WHAT IS ASKED: All the data should come back exactly as it was given.

Some records

## START

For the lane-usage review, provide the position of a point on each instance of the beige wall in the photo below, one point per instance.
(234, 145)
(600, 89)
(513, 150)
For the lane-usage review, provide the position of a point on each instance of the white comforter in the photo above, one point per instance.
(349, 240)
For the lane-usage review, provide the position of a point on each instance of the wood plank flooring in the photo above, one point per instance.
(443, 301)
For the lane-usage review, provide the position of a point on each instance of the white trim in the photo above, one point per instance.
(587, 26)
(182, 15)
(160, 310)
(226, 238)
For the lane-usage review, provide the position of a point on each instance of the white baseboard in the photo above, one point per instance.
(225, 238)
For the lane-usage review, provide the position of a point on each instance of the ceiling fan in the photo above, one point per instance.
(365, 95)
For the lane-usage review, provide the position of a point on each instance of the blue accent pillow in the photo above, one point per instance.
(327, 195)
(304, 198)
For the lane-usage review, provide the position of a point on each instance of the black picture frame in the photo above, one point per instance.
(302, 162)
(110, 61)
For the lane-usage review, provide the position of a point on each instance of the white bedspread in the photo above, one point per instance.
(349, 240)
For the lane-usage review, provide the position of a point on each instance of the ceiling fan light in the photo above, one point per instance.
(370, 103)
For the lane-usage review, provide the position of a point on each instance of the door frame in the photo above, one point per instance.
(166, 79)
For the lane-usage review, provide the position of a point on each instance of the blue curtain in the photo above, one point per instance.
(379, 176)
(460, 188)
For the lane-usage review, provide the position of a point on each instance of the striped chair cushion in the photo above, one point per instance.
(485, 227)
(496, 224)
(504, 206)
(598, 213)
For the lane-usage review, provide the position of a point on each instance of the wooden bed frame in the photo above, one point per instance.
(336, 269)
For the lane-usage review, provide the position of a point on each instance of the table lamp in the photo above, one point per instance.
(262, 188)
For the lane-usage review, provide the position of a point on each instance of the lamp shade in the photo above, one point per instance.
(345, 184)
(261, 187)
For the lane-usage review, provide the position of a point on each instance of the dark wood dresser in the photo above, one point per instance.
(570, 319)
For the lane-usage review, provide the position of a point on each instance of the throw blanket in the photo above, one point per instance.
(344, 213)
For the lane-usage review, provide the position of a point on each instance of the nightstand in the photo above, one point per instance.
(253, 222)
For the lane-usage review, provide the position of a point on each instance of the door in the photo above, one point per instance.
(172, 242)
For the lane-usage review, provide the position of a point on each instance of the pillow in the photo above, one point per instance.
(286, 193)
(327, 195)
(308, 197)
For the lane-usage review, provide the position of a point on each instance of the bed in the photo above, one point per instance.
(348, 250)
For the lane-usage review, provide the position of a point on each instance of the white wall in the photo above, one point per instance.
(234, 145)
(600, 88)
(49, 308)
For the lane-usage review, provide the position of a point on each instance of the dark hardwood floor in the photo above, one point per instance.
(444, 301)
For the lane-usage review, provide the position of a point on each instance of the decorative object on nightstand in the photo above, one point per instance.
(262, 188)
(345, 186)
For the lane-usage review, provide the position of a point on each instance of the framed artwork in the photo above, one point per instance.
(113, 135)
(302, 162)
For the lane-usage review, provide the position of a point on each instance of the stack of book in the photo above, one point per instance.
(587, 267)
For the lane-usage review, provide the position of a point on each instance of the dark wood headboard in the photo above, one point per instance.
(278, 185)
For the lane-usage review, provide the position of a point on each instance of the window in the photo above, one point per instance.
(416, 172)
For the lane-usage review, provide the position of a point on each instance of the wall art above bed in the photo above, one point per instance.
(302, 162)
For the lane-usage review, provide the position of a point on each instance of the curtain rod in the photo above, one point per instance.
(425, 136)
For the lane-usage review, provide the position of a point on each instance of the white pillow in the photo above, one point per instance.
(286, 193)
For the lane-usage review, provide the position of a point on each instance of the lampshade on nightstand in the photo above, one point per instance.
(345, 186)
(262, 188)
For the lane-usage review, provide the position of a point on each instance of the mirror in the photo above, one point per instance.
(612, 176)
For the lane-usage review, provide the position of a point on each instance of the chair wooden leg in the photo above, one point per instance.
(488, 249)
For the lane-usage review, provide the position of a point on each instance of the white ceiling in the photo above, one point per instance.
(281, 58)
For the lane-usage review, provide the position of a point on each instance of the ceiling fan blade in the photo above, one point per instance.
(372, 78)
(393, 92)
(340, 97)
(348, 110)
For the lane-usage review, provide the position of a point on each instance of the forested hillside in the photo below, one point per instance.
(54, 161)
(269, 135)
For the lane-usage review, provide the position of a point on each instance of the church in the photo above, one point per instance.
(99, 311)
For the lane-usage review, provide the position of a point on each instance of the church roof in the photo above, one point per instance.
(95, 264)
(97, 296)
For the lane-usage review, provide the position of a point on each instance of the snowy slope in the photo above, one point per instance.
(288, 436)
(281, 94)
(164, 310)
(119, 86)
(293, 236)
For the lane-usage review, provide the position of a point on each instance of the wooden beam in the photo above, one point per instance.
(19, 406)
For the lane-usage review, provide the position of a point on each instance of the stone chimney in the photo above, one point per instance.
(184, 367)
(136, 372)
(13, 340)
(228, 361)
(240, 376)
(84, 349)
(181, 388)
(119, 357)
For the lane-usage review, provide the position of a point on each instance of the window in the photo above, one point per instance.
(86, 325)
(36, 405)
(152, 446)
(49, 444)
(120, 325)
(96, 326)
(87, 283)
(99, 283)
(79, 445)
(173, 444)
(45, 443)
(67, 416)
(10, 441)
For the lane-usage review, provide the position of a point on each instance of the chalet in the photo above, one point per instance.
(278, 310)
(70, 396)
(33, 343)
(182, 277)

## END

SOLUTION:
For the lane-usage review, provide the position of a point on each instance of the beige wall in the photo below, one point per instance.
(234, 145)
(600, 89)
(513, 150)
For the lane-usage review, provide the position of a point on each instance of the white comforter in the photo above, one point per instance.
(349, 240)
For the lane-usage review, provide the position of a point on each instance of the wood plank flooring in the photo above, one point per instance.
(443, 301)
For the lane-usage review, provide the position of a point on each instance of the white trim in the photo above, one point per instance.
(587, 26)
(182, 15)
(160, 310)
(226, 238)
For the lane-usage review, provide the position of a point on each instance of the white baseboard in the photo above, one point per instance.
(225, 238)
For the lane-usage review, provide the position of a point on each instance of the ceiling fan in the photo above, one point per instance.
(365, 95)
For the lane-usage review, provide the position of a point on each instance of the blue accent pillow in the photo above, one point per instance.
(327, 195)
(304, 198)
For the lane-usage review, provide the position of a point on each instance of the black picture frame in the photo above, one point per instance.
(302, 162)
(110, 61)
For the lane-usage review, provide the position of a point on each instance of the white bedspread in the photo above, one point per instance.
(349, 240)
For the lane-usage review, provide the position of a point on each instance of the ceiling fan light in the photo above, one point per instance.
(370, 103)
For the lane-usage review, provide the position of a point on each instance of the door frame in the photo above, one point per instance.
(166, 79)
For the lane-usage review, provide the position of a point on each instance of the blue curtain in the photo above, one point per instance.
(379, 176)
(460, 188)
For the lane-usage review, provide the position of a point on each instance of the striped chair cushion in the photo above, one point per instance.
(485, 227)
(496, 224)
(504, 206)
(598, 213)
For the lane-usage review, provide the position of a point on each instance of the wooden bed frame in the photo above, one point per instance.
(336, 269)
For the lane-usage review, provide the position of a point on each instance of the table lamp in the photo above, one point per instance.
(262, 188)
For the lane-usage review, provide the position of a point on each instance of the lamp shade in the photo above, one point per instance.
(345, 184)
(261, 187)
For the lane-usage review, provide the position of a point on each instance of the dark wood dresser in the photo above, one point per instance.
(570, 319)
For the lane-usage review, provide the position of a point on each instance of the throw blanket in the photo above, one point per instance.
(344, 213)
For the lane-usage review, provide the position of a point on each instance of the nightstand in the photo above, one point per instance.
(253, 222)
For the lane-usage review, provide the position of a point on each instance of the door in the photo above, one point per instance.
(172, 242)
For the lane-usage review, provide the position of a point on each instance of the pillow in the photo above, one point per instance.
(286, 193)
(327, 195)
(308, 197)
For the lane-usage review, provide the position of a point on each instance of the bed in the photo above, one point per instance.
(348, 250)
For the lane-usage review, provide the position of a point on each instance of the white wall in the photo above, one point per instance.
(234, 145)
(600, 88)
(49, 308)
For the lane-usage review, provide the position of a point on each instance of the dark hardwood floor in the photo above, one point per instance.
(444, 301)
For the lane-usage review, provide the position of a point on each instance of the decorative object on nightstand in the photo above, one point per instance.
(262, 188)
(345, 186)
For the lane-usage review, provide the position of a point on each instance of the framed artwork in the photo above, one point per instance.
(113, 135)
(302, 162)
For the lane-usage review, provide the position of a point on each instance of the stack of book in the photo above, one point per instance.
(587, 267)
For the lane-usage review, provide the position of a point on each instance of the dark wood headboard in the photo above, one point per instance.
(278, 185)
For the lane-usage review, provide the position of a point on each instance of the window in the photo above, one point per instance.
(416, 172)
For the lane-usage review, provide the position of a point on each instance of the wall art above bed in the photo above, one point per instance.
(302, 162)
For the lane-usage review, provide the position of a point on each instance of the curtain rod in the photo above, one point per instance.
(425, 136)
For the lane-usage review, provide the position of a point on each instance of the white pillow in the photo above, one point per instance.
(286, 193)
For the lane-usage review, provide the position of a point on each instance of the lampshade on nightstand in the photo above, one point per instance.
(345, 186)
(262, 188)
For the lane-usage review, provide the position of a point on each instance of the mirror in the photo above, one point per instance.
(612, 176)
For the lane-usage review, provide the position of a point on each instance of the chair wooden leg in the photo above, one point per instance.
(488, 249)
For the lane-usage review, provide the position of a point on each instance of the white ceiling in the photo above, one point per instance.
(281, 58)
For the lane-usage review, provide the position of a point on each instance of the ceiling fan blade in the photo above, one point per instance.
(372, 78)
(393, 92)
(340, 97)
(348, 110)
For the lane-usage review, provide the position of a point on each instance of the forested hillside in the photo below, one point per instance.
(54, 161)
(269, 135)
For the lane-usage review, provide the position of a point on each instance of the church in the photo above, one point per instance.
(99, 311)
For the lane-usage review, provide the position of a point on each instance of the church roof in the photo above, one point per instance.
(95, 264)
(97, 296)
For the lane-usage review, provide the position of a point on each instance of the snowy slope in the photo above, one point per instance.
(288, 436)
(281, 94)
(164, 310)
(119, 86)
(293, 236)
For the lane-usage review, provide the position of a point on each instance of the wooden beam in the photo above, one point per instance.
(19, 406)
For the lane-usage review, provide the position of a point on each instance of the stone chimney in the photo above, one point per instance.
(184, 367)
(136, 372)
(13, 340)
(228, 361)
(240, 376)
(84, 349)
(181, 388)
(119, 357)
For the lane-usage review, provide the position of a point on each instance of the window in the photo above, one point per instance.
(86, 325)
(36, 405)
(152, 446)
(49, 444)
(120, 325)
(96, 326)
(87, 283)
(99, 283)
(79, 445)
(173, 444)
(45, 443)
(67, 416)
(10, 441)
For the lane-usage review, provide the position of a point on each instance of the chalet in the photo above, one point per instance.
(278, 310)
(70, 396)
(33, 343)
(182, 277)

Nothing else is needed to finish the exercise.